- TASK DETAILS
Copy the material word for word, from the line containing "TARGET: group of people" through the end of the material. Leave the pictures out of your copy.
····················
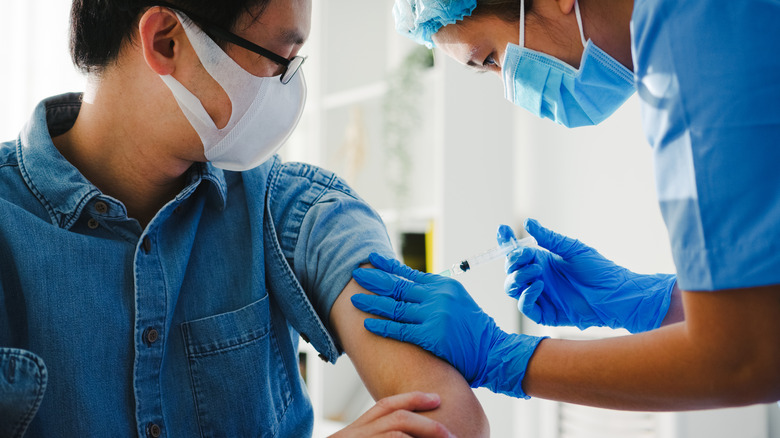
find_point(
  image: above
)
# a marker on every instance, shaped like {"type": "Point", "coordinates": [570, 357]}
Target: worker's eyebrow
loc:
{"type": "Point", "coordinates": [470, 56]}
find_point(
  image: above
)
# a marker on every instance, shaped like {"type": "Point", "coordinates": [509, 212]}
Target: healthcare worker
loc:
{"type": "Point", "coordinates": [707, 76]}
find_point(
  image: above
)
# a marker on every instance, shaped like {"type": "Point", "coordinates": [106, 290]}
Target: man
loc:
{"type": "Point", "coordinates": [157, 263]}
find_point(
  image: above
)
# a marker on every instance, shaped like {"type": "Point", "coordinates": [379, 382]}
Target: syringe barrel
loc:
{"type": "Point", "coordinates": [499, 251]}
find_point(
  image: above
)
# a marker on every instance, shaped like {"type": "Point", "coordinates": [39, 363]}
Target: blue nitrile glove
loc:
{"type": "Point", "coordinates": [437, 314]}
{"type": "Point", "coordinates": [573, 285]}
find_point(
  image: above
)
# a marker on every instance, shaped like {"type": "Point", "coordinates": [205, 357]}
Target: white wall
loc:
{"type": "Point", "coordinates": [34, 59]}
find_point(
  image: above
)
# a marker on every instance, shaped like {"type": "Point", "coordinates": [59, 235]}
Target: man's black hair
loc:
{"type": "Point", "coordinates": [99, 28]}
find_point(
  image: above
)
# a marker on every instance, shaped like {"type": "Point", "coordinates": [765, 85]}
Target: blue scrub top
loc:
{"type": "Point", "coordinates": [708, 76]}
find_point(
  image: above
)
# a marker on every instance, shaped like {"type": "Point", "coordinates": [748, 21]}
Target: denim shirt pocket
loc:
{"type": "Point", "coordinates": [239, 381]}
{"type": "Point", "coordinates": [23, 379]}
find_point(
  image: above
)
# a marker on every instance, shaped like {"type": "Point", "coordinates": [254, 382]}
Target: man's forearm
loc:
{"type": "Point", "coordinates": [725, 354]}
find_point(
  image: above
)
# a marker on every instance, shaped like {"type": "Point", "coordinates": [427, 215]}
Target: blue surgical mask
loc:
{"type": "Point", "coordinates": [551, 88]}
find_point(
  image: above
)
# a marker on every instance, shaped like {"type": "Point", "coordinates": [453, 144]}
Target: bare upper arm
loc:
{"type": "Point", "coordinates": [740, 329]}
{"type": "Point", "coordinates": [389, 367]}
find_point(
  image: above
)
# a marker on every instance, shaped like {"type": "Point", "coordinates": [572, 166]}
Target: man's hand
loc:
{"type": "Point", "coordinates": [395, 417]}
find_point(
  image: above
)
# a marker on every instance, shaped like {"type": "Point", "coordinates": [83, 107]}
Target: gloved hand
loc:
{"type": "Point", "coordinates": [573, 285]}
{"type": "Point", "coordinates": [437, 314]}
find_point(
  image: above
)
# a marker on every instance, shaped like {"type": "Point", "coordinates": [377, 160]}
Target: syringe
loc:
{"type": "Point", "coordinates": [491, 254]}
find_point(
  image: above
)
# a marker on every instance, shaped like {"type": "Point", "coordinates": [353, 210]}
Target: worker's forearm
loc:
{"type": "Point", "coordinates": [713, 359]}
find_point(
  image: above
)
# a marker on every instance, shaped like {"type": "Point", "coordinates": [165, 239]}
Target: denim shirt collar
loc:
{"type": "Point", "coordinates": [60, 187]}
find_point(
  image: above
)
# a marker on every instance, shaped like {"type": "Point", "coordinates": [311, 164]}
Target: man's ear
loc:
{"type": "Point", "coordinates": [161, 36]}
{"type": "Point", "coordinates": [566, 6]}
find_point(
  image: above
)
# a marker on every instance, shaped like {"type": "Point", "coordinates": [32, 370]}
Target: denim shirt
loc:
{"type": "Point", "coordinates": [189, 327]}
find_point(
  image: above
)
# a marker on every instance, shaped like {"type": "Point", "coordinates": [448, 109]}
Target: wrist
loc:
{"type": "Point", "coordinates": [507, 363]}
{"type": "Point", "coordinates": [654, 308]}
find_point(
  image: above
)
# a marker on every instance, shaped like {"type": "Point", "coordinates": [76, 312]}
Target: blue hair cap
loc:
{"type": "Point", "coordinates": [420, 19]}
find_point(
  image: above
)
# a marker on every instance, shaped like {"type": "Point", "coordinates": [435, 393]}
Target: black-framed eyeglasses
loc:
{"type": "Point", "coordinates": [291, 66]}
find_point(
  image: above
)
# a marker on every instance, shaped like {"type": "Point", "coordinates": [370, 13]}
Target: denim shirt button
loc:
{"type": "Point", "coordinates": [151, 335]}
{"type": "Point", "coordinates": [153, 430]}
{"type": "Point", "coordinates": [101, 207]}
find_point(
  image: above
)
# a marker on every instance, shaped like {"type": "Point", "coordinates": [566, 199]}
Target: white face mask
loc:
{"type": "Point", "coordinates": [264, 111]}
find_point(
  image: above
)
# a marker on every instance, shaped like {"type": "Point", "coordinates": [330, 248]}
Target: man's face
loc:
{"type": "Point", "coordinates": [282, 28]}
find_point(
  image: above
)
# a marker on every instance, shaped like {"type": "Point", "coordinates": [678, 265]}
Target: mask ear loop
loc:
{"type": "Point", "coordinates": [579, 22]}
{"type": "Point", "coordinates": [522, 24]}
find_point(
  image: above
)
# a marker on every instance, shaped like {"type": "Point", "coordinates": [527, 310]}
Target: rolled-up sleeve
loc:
{"type": "Point", "coordinates": [327, 231]}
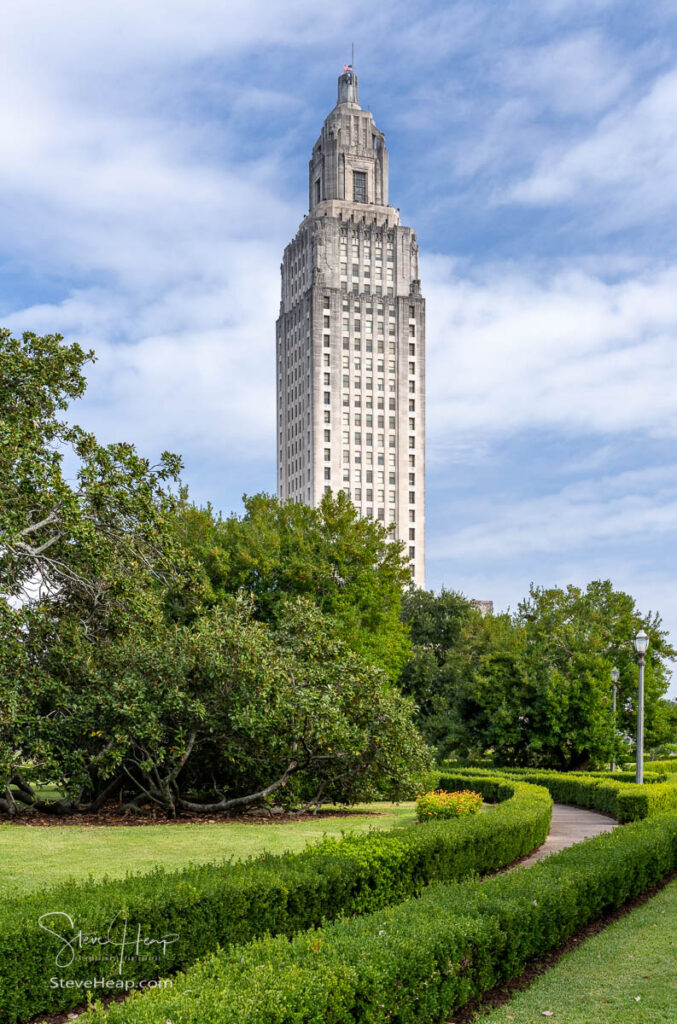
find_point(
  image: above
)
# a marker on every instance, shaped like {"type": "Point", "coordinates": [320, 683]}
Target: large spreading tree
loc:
{"type": "Point", "coordinates": [157, 655]}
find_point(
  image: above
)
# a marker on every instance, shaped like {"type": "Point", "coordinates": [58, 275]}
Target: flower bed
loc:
{"type": "Point", "coordinates": [440, 804]}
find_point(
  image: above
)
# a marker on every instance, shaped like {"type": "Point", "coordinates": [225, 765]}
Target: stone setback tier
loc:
{"type": "Point", "coordinates": [350, 338]}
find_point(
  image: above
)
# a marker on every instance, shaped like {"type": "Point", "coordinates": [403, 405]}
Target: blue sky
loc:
{"type": "Point", "coordinates": [154, 166]}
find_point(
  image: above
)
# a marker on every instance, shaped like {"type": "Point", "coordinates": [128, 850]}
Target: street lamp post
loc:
{"type": "Point", "coordinates": [641, 645]}
{"type": "Point", "coordinates": [615, 686]}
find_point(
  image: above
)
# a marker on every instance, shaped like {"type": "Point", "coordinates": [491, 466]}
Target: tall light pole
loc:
{"type": "Point", "coordinates": [616, 675]}
{"type": "Point", "coordinates": [641, 645]}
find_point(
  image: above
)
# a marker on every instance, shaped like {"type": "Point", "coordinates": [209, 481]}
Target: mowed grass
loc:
{"type": "Point", "coordinates": [625, 975]}
{"type": "Point", "coordinates": [36, 857]}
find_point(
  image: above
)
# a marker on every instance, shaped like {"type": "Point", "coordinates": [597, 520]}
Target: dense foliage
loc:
{"type": "Point", "coordinates": [215, 905]}
{"type": "Point", "coordinates": [534, 688]}
{"type": "Point", "coordinates": [601, 792]}
{"type": "Point", "coordinates": [346, 564]}
{"type": "Point", "coordinates": [157, 655]}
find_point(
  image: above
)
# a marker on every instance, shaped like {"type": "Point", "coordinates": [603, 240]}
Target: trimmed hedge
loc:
{"type": "Point", "coordinates": [421, 961]}
{"type": "Point", "coordinates": [669, 767]}
{"type": "Point", "coordinates": [214, 905]}
{"type": "Point", "coordinates": [624, 801]}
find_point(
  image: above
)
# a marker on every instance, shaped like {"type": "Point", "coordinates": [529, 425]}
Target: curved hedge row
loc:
{"type": "Point", "coordinates": [669, 766]}
{"type": "Point", "coordinates": [420, 961]}
{"type": "Point", "coordinates": [624, 801]}
{"type": "Point", "coordinates": [212, 905]}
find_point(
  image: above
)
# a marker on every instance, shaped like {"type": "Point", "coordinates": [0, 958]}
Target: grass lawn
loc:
{"type": "Point", "coordinates": [38, 857]}
{"type": "Point", "coordinates": [601, 980]}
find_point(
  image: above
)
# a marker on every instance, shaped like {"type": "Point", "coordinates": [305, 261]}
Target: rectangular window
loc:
{"type": "Point", "coordinates": [358, 186]}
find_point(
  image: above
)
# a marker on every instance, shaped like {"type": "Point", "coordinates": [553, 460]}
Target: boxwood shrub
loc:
{"type": "Point", "coordinates": [212, 905]}
{"type": "Point", "coordinates": [624, 801]}
{"type": "Point", "coordinates": [419, 962]}
{"type": "Point", "coordinates": [668, 766]}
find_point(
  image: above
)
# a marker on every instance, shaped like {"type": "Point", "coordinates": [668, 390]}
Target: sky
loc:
{"type": "Point", "coordinates": [155, 165]}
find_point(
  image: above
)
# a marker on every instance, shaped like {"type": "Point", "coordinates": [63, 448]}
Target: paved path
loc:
{"type": "Point", "coordinates": [569, 825]}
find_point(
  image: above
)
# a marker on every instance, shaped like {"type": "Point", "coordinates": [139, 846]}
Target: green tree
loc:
{"type": "Point", "coordinates": [430, 676]}
{"type": "Point", "coordinates": [83, 547]}
{"type": "Point", "coordinates": [348, 565]}
{"type": "Point", "coordinates": [536, 687]}
{"type": "Point", "coordinates": [219, 715]}
{"type": "Point", "coordinates": [166, 656]}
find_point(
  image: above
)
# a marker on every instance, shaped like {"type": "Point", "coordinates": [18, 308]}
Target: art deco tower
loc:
{"type": "Point", "coordinates": [350, 337]}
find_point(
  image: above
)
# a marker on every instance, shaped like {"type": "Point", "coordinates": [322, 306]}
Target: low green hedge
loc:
{"type": "Point", "coordinates": [419, 962]}
{"type": "Point", "coordinates": [212, 905]}
{"type": "Point", "coordinates": [669, 767]}
{"type": "Point", "coordinates": [624, 801]}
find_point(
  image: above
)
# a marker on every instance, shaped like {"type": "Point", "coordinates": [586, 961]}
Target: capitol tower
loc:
{"type": "Point", "coordinates": [350, 338]}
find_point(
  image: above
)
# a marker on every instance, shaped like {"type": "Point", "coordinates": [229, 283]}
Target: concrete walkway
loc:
{"type": "Point", "coordinates": [569, 825]}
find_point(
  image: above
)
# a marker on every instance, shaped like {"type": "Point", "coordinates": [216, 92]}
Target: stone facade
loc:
{"type": "Point", "coordinates": [350, 338]}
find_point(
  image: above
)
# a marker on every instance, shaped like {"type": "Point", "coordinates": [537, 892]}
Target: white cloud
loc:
{"type": "Point", "coordinates": [630, 158]}
{"type": "Point", "coordinates": [577, 75]}
{"type": "Point", "coordinates": [596, 511]}
{"type": "Point", "coordinates": [509, 349]}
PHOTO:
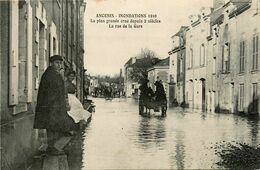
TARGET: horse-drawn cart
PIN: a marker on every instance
(158, 106)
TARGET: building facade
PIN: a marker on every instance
(33, 30)
(160, 71)
(238, 57)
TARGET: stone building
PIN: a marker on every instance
(31, 32)
(177, 67)
(237, 57)
(160, 71)
(130, 86)
(196, 57)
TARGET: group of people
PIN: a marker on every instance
(147, 94)
(58, 110)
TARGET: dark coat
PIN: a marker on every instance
(160, 93)
(51, 112)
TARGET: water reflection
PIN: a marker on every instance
(151, 131)
(180, 150)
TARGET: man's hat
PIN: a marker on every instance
(56, 57)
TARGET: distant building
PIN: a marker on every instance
(160, 71)
(196, 55)
(31, 32)
(130, 87)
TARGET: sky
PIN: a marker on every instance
(108, 49)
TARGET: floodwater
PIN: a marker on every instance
(119, 138)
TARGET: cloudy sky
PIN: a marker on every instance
(107, 49)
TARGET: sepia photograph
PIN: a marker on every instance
(129, 84)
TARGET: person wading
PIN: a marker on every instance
(51, 108)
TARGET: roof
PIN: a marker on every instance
(241, 6)
(129, 61)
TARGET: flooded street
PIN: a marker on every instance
(119, 138)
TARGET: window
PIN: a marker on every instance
(241, 97)
(202, 55)
(255, 98)
(255, 52)
(214, 66)
(20, 68)
(242, 57)
(181, 66)
(226, 58)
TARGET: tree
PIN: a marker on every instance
(145, 60)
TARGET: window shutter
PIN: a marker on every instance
(29, 53)
(13, 62)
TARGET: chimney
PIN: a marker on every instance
(218, 3)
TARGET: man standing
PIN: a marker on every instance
(51, 109)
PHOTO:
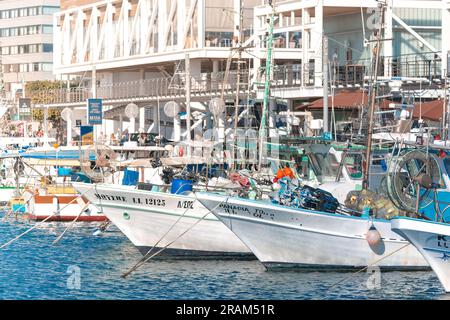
····················
- OUTPUT OF THE TASK
TARGET: group of people
PIN: a marker on every instance
(147, 94)
(58, 110)
TARGET: dark coat
PIN: a marker on every instance
(160, 93)
(51, 112)
TARGET: water reflection
PIN: a marker on every instance
(151, 131)
(180, 150)
TARGET: man's hat
PIN: a marker on every instance
(56, 57)
TARGET: distant building
PIN: a marker on every instance
(160, 71)
(196, 55)
(31, 32)
(130, 87)
TARGET: sky
PIN: a marker on every instance
(108, 49)
TARGET: floodwater
PIN: a marker on every instance
(119, 138)
TARGET: cloudy sky
PIN: a marker on every instance
(107, 49)
TARGET: sepia photograph
PIN: a marker on every instance
(129, 84)
TARGET: person wading
PIN: a marker on every instance
(51, 108)
TARGET: roof
PIN: a marker on every instance
(241, 6)
(129, 61)
TARGET: flooded street
PIN: a marker on every instance
(119, 138)
TARGET: window
PIN: a marker on every instance
(241, 97)
(202, 55)
(255, 98)
(255, 52)
(214, 66)
(20, 68)
(242, 57)
(181, 66)
(226, 58)
TARGET: tree
PIN: a marker on every instance
(145, 60)
TARGET: window shutter
PIN: a marker on every instance
(29, 53)
(13, 62)
TARGET: chimney
PIN: a marker on every instance
(218, 3)
TARGET: man standing
PIN: a marker on every instance
(51, 109)
PHOTO:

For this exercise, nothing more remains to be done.